GIVEN PROBLEM:
Reproduce the lines below word for word, starting at the first line and ending with the line that contains "[190,0,480,244]".

Lines on locating named things

* begin *

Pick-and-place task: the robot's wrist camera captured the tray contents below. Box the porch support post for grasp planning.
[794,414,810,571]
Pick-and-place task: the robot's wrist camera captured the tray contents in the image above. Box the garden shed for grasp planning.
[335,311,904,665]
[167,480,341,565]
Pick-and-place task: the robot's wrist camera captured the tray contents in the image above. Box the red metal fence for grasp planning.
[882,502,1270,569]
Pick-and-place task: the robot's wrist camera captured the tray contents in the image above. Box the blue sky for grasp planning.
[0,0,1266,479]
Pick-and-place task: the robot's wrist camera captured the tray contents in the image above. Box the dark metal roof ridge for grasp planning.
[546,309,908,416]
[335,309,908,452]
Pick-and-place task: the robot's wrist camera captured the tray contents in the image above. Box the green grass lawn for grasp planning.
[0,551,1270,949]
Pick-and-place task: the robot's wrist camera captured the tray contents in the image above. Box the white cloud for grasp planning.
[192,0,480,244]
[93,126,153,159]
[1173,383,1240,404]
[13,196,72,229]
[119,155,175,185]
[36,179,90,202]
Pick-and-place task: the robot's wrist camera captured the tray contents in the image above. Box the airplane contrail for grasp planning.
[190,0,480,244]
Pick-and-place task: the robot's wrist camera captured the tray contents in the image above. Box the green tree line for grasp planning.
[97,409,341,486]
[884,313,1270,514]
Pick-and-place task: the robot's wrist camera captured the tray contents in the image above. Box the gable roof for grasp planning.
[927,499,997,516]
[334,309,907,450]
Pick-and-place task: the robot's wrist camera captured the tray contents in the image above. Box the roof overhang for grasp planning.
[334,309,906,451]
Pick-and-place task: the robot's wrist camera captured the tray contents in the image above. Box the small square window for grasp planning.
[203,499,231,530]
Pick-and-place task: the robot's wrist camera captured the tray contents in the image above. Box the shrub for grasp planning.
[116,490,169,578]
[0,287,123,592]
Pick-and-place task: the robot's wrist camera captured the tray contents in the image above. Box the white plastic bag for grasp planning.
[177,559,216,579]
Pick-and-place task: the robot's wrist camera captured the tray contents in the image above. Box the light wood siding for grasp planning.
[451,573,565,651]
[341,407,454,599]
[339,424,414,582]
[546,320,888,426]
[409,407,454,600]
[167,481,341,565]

* end *

THE REPLY:
Pick-and-place task: the robot's wrist camera captured the tray contents below. Box the porch support post for grasp planning.
[794,414,810,571]
Pick-and-place task: the robot's wrist camera captured the tray contents in the image above. Box the garden shed for grasp planning.
[335,311,904,665]
[167,480,341,565]
Pick-and-place task: the robot's wrist camera captured the tray contents in the image above. Box the red metal fence for grasp planning.
[882,502,1270,569]
Pick-and-place task: the robot's wrist camera captured the tray contents in the image above. Box the blue sky for grasp planning.
[0,0,1266,479]
Pick-and-place task: the robot's wrist camera captured the tray contents in the image above. Box the dark metal roof ridge for grasp planning.
[546,309,908,416]
[335,309,908,452]
Pick-and-place task: the robot's wrist camera captured the tray contents in the image above. Box the green grass lawn for grasp planning.
[0,551,1270,949]
Pick-and-place task: the robot's wrist camera captured the tray contents in the image above. Box the white cloud for grasp planning.
[192,0,480,244]
[93,126,153,159]
[1173,383,1240,404]
[13,196,72,229]
[119,155,175,185]
[36,179,90,202]
Pick-and-place task: the robot's wrist camera captured the tray contents in the image above. Box the airplane contrail for grasp planning.
[190,0,480,244]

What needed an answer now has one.